Kutipan Halaman:
Saturday, July 23, 2016

Agama dan Pertentangan Makna Aksi Terorisme

Oleh Guntur Pribadi *)

Terlalu dangkal bila agama dipandang sebagai pemantik dari kekerasan. Apalagi memosisikan agama sebagai pembenar dari tindakan radikalisme dan terorisme, tentu adalah perspektif yang sempit. Agama yang seharusnya sebagai jalan keluar dari permasalahan tidaklah tepat disebut-sebut sebagai biang dari munculnya ekstremisme.

Namun, jika pada kenyataannya dalam banyak kasus, agama dianggap sebagai pemantik lahirnya kekerasan, maka ini sesungguhnya bukanlah bersumber pada agamanya. Melainkan, lebih tepatnya adalah merupakan tindakan pelaku yang mengatasnamakan agama.

Agama yang keberadannya menjadi sumber utama kedamaian, keadilan, dan kebahagiaan bagi pemeluknya, adalah tidak relevan kemudian dikorelasikan sebagai lahirnya tindakan radikalisme dan terorisme.

Data pelabelan titik berbasis foto
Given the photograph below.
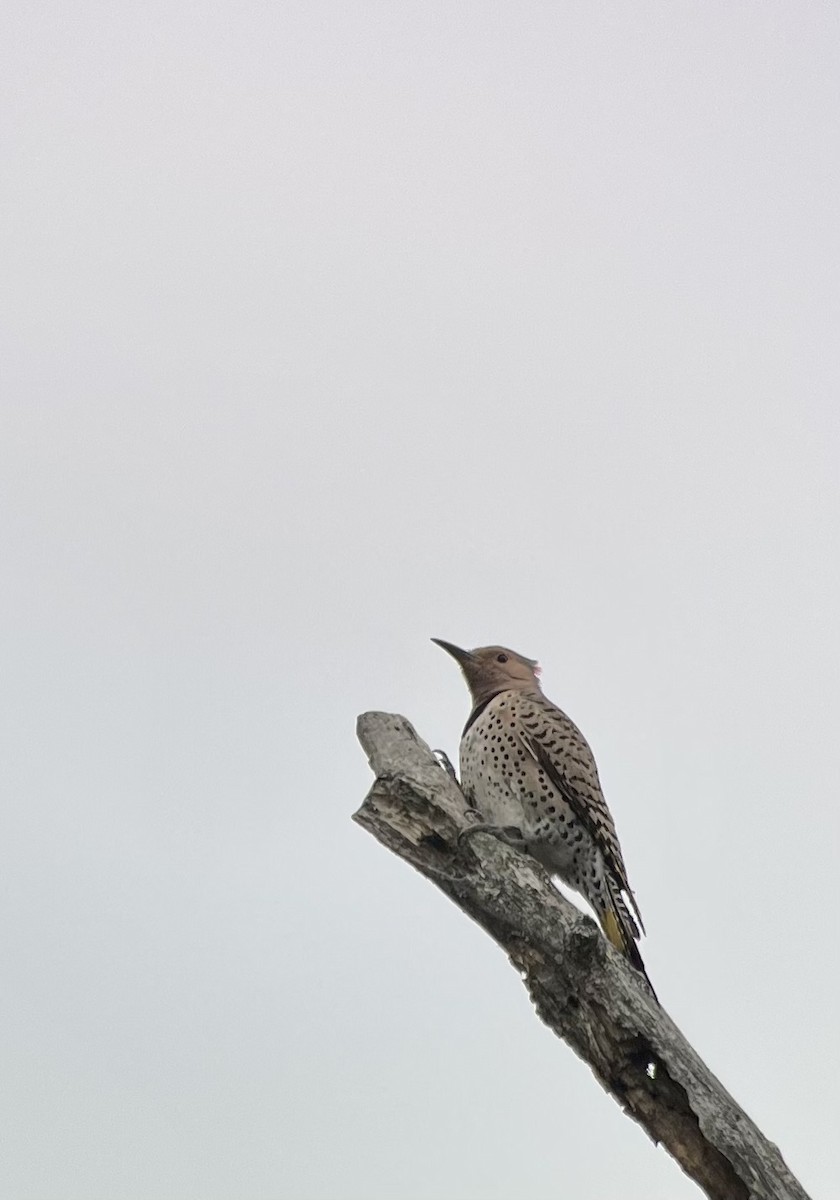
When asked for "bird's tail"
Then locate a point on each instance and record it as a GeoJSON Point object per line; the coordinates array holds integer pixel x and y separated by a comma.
{"type": "Point", "coordinates": [622, 930]}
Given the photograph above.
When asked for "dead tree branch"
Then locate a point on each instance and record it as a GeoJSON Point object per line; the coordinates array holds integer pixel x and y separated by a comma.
{"type": "Point", "coordinates": [580, 985]}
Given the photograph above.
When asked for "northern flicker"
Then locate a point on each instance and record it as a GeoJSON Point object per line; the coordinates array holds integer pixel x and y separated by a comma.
{"type": "Point", "coordinates": [531, 774]}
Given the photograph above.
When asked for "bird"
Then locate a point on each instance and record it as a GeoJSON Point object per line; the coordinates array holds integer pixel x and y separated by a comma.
{"type": "Point", "coordinates": [529, 773]}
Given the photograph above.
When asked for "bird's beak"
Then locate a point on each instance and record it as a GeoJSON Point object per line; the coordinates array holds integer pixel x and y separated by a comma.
{"type": "Point", "coordinates": [461, 657]}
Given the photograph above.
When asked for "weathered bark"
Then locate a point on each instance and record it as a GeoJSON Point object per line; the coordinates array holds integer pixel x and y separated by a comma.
{"type": "Point", "coordinates": [581, 988]}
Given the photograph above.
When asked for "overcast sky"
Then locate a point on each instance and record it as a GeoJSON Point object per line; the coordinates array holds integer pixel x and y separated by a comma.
{"type": "Point", "coordinates": [328, 328]}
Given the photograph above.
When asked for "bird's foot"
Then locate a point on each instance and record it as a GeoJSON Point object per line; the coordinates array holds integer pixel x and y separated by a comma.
{"type": "Point", "coordinates": [444, 761]}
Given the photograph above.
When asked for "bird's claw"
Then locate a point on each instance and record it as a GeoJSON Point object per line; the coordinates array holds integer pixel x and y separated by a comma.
{"type": "Point", "coordinates": [445, 762]}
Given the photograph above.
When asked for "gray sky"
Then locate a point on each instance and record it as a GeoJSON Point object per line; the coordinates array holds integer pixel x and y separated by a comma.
{"type": "Point", "coordinates": [328, 328]}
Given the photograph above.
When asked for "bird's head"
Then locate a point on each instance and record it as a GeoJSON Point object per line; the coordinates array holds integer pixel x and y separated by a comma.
{"type": "Point", "coordinates": [493, 669]}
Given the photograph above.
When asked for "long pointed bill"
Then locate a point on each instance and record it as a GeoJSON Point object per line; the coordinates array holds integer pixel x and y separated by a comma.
{"type": "Point", "coordinates": [461, 657]}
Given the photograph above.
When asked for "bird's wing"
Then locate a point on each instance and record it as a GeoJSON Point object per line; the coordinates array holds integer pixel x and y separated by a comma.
{"type": "Point", "coordinates": [559, 749]}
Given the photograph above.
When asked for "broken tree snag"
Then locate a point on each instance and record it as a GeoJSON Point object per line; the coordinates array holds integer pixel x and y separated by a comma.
{"type": "Point", "coordinates": [582, 989]}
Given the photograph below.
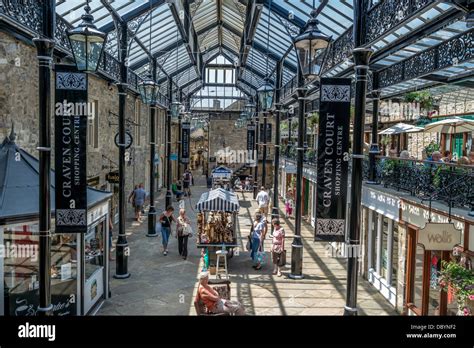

Tugas:
(1) Menurut kutipan halaman, kekerasan yang dianggap lahir dari agama sebenarnya bersumber dari apa?
(2) Sebutkan semua hal yang menurut kutipan halaman bersumber utama dari keberadaan agama bagi pemeluknya.
Data di atas tidak dipakai sama sekali di sini.

Pembahasan Jawaban:
(1) Dari tindakan pelaku yang mengatasnamakan agama.

(2) Kedamaian, keadilan, dan kebahagiaan.